■ Task details ■
Transcribe the tail of the listing: start at the line containing "Place a point on the vaulted" and stop after the last line, keeping every character as is and adding nothing.

■ Data to use ■
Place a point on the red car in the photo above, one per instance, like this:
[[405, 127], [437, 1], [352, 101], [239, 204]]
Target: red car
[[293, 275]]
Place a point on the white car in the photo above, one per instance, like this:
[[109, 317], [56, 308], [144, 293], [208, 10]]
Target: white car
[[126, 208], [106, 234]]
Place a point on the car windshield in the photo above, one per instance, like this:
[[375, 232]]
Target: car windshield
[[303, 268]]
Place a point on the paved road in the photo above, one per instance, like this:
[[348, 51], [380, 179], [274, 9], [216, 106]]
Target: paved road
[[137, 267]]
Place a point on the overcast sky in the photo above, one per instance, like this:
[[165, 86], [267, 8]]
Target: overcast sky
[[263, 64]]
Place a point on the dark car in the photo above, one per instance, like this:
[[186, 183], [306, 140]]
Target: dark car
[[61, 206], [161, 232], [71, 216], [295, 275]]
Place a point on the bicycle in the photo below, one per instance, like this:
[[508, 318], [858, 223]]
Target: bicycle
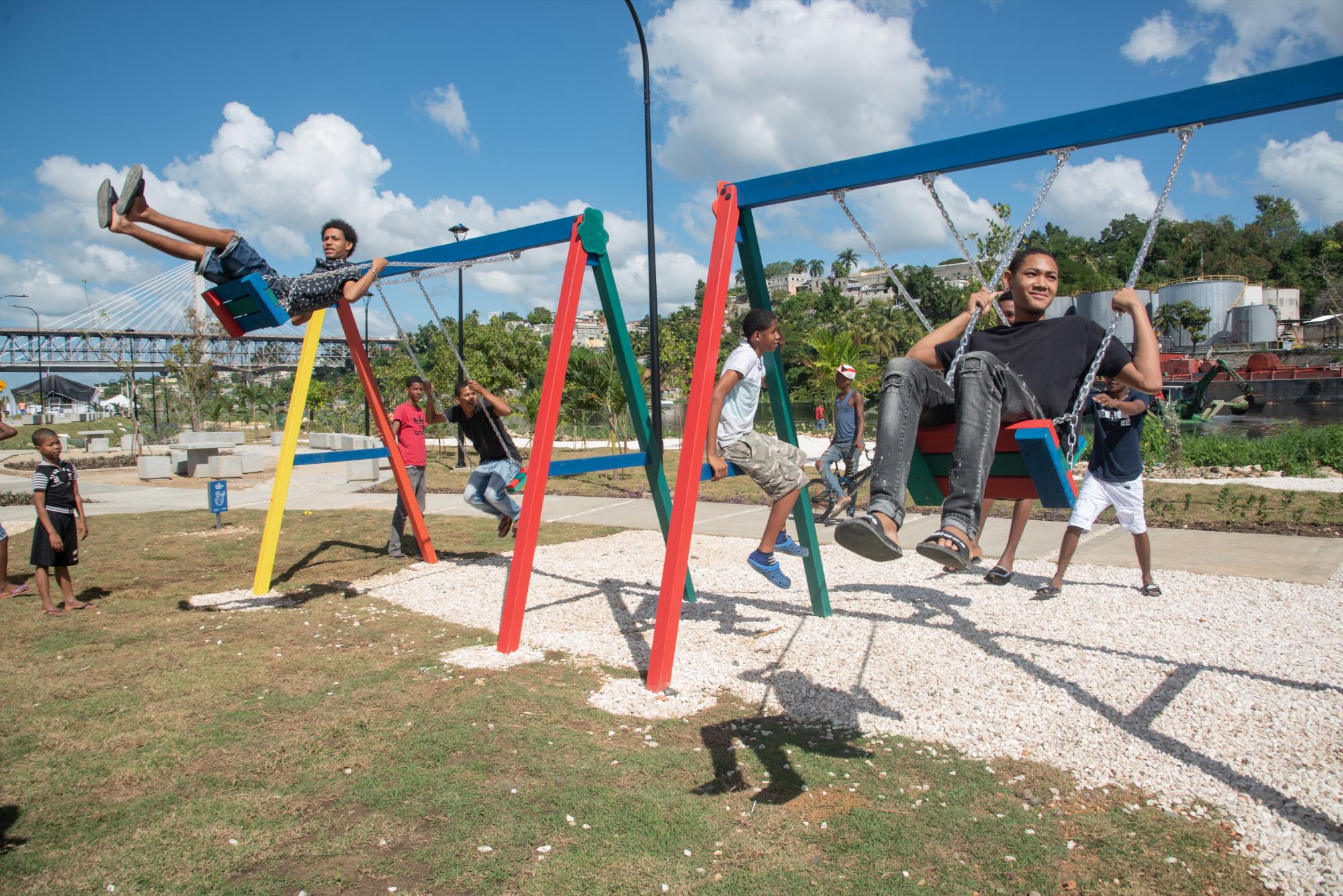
[[824, 501]]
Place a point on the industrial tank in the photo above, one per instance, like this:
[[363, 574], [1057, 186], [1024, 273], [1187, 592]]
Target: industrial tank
[[1217, 295], [1098, 307], [1254, 323]]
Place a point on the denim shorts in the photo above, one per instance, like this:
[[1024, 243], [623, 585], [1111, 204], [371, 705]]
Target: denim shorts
[[237, 260]]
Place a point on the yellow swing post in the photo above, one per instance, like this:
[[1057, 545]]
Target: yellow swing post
[[289, 447]]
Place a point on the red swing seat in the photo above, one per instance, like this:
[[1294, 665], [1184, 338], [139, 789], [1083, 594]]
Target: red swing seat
[[1028, 463]]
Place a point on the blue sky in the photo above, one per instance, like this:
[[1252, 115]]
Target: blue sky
[[409, 117]]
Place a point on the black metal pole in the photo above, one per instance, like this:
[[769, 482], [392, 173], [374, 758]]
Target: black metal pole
[[655, 364], [366, 354]]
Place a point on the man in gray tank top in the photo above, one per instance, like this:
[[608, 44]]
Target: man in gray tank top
[[848, 440]]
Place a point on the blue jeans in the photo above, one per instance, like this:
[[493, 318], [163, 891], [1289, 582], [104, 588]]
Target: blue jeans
[[488, 489], [988, 395], [835, 454], [234, 262]]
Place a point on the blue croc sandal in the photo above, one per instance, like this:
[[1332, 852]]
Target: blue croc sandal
[[772, 572]]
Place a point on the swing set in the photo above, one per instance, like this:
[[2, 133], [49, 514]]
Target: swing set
[[1041, 464]]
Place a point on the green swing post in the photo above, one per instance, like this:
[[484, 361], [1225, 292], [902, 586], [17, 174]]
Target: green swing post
[[594, 238], [749, 248]]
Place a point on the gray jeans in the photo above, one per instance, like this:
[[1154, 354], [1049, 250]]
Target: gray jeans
[[417, 477], [988, 395]]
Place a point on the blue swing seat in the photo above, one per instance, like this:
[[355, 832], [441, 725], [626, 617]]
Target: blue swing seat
[[245, 305]]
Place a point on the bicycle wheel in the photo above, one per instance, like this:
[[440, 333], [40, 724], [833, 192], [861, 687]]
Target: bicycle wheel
[[823, 502]]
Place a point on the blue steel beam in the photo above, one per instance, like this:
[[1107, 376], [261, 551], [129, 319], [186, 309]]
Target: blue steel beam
[[518, 239], [1310, 85], [338, 456]]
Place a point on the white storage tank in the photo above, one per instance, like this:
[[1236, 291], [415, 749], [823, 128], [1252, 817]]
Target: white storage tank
[[1098, 307], [1216, 294], [1254, 323]]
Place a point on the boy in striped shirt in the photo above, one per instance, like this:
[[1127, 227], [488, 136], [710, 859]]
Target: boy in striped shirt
[[56, 541]]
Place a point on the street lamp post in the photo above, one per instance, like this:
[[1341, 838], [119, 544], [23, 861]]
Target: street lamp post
[[42, 392], [135, 393], [655, 364], [459, 232], [366, 354]]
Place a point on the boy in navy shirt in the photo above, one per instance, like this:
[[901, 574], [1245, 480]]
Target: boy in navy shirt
[[1114, 478], [56, 541]]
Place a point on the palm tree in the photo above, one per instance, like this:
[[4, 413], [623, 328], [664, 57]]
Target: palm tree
[[1166, 319]]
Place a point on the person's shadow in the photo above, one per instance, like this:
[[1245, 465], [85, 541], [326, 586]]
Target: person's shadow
[[797, 726]]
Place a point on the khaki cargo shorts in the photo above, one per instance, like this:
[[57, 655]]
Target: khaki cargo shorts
[[776, 466]]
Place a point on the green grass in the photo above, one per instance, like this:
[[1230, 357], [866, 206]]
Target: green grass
[[142, 740]]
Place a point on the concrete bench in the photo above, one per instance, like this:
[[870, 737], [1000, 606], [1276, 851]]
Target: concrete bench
[[155, 467], [225, 467]]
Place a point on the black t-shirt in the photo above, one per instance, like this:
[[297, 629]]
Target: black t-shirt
[[1052, 356], [484, 434], [1118, 455]]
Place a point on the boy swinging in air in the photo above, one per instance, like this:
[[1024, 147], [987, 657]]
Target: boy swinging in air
[[776, 466], [222, 256]]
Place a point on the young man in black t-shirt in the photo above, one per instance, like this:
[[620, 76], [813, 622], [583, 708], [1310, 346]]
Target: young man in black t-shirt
[[1011, 373], [479, 411], [61, 522], [1114, 479]]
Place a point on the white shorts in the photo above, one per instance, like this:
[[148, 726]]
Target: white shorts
[[1098, 494]]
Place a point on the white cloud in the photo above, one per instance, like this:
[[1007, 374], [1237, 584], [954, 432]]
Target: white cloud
[[1087, 197], [798, 85], [448, 110], [1157, 39], [1274, 34], [1208, 184], [1310, 172]]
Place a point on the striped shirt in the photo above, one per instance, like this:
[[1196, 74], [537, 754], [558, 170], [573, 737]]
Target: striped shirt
[[58, 482]]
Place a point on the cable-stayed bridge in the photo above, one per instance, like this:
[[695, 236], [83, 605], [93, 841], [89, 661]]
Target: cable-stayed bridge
[[140, 326]]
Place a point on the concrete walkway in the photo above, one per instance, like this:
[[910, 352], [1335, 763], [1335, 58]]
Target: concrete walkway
[[1286, 558]]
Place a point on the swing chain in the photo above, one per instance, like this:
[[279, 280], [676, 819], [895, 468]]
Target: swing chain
[[499, 428], [900, 287], [1074, 419], [1062, 157]]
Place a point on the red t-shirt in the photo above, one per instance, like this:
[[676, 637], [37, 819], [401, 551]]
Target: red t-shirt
[[410, 438]]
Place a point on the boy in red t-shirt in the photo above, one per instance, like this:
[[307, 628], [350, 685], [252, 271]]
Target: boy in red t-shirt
[[409, 423]]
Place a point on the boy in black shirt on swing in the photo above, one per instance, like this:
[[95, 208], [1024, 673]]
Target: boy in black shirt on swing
[[56, 541]]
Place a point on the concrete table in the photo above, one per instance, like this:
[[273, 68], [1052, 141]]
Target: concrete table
[[199, 455]]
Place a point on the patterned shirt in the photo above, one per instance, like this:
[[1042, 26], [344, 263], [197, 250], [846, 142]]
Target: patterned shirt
[[58, 482], [300, 295]]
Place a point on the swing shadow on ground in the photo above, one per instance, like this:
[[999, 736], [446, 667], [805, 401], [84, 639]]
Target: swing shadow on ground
[[934, 609]]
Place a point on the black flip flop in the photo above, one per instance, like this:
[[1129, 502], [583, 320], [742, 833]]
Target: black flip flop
[[134, 187], [866, 537], [107, 199], [956, 558]]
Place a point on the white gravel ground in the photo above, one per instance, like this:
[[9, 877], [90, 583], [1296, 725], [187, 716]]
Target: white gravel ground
[[1223, 694]]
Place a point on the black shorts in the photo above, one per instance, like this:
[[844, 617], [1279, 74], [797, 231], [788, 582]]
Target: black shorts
[[44, 554]]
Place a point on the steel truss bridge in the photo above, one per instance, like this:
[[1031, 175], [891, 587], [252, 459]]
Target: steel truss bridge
[[116, 352]]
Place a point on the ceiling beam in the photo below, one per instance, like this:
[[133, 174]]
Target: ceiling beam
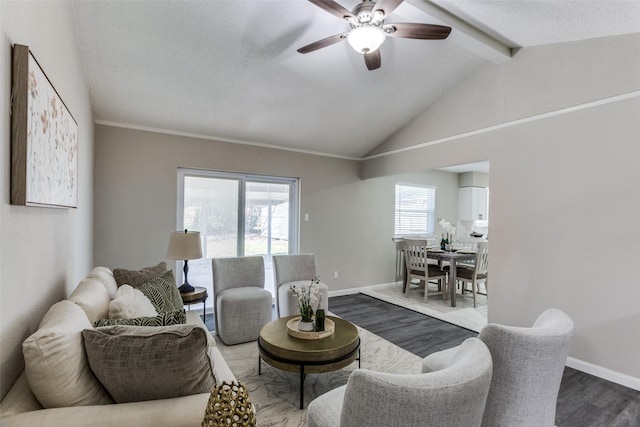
[[464, 34]]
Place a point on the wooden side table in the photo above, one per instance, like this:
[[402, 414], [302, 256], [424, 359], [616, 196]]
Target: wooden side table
[[198, 295]]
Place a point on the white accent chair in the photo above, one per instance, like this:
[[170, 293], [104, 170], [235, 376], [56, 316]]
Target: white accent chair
[[242, 305], [298, 270], [453, 395], [527, 370]]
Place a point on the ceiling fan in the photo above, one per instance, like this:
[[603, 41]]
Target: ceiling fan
[[368, 30]]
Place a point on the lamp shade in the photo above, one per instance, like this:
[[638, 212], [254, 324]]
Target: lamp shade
[[184, 245], [366, 39]]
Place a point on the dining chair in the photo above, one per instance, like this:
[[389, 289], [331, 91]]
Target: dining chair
[[476, 273], [418, 267]]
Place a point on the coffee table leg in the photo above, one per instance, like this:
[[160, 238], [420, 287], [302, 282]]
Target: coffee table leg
[[301, 386]]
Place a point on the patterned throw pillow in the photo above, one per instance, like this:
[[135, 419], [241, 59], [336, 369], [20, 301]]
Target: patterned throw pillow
[[177, 317], [229, 405], [136, 363], [135, 278], [163, 293]]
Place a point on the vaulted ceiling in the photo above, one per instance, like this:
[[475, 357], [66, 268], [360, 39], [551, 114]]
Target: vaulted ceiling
[[229, 70]]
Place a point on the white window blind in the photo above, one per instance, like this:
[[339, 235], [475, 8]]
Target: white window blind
[[415, 209]]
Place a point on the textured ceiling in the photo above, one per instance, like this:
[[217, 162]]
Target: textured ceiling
[[229, 69]]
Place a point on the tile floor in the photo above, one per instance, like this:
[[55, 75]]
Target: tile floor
[[464, 314]]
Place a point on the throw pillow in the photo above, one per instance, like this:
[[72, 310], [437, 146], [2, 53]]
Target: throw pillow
[[55, 362], [92, 297], [177, 317], [135, 278], [105, 276], [229, 405], [136, 363], [163, 293], [130, 303]]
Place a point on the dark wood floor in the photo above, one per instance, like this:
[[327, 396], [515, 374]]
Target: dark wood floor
[[583, 400]]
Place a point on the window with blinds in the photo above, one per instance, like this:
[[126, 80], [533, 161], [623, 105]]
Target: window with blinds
[[415, 209]]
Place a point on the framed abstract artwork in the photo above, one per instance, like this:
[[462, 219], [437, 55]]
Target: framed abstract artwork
[[44, 139]]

■ Result for this exercise ■
Place a point on the vaulted ceiling in the photo above, one per instance, like this:
[[475, 357], [66, 268], [360, 39], [551, 114]]
Target: vaulted ceiling
[[229, 70]]
Place a point on the white window blind in the photo above, one per instance, like this:
[[339, 235], [475, 8]]
Target: white window blind
[[415, 209]]
Place a point on the textured ceiling in the photo above, one per instance, like this:
[[217, 162]]
Target: textured ceiling
[[229, 69]]
Place a point on the tile floor in the photo above, one per instance, like this:
[[55, 75]]
Target: tile floor
[[464, 314]]
Place a point on the throw pillow in the photo above, one per instance, like this:
[[72, 310], [437, 146], [2, 53]]
Target: throw pillow
[[55, 362], [92, 297], [177, 317], [135, 278], [105, 276], [229, 405], [136, 363], [163, 293], [130, 303]]
Place a point on the dark wood floor in the photo above, one per instance, like this:
[[327, 396], [515, 374]]
Target: dark wood floor
[[583, 400]]
Place a point on the window with blinds in the photo above, one per instance, like this:
[[126, 80], [533, 161], [623, 105]]
Target: window with blinds
[[415, 209]]
Place a point on the framed abstract artwork in the photo above, one per instance, like this:
[[462, 219], [437, 55]]
Target: framed abstract artwork
[[44, 139]]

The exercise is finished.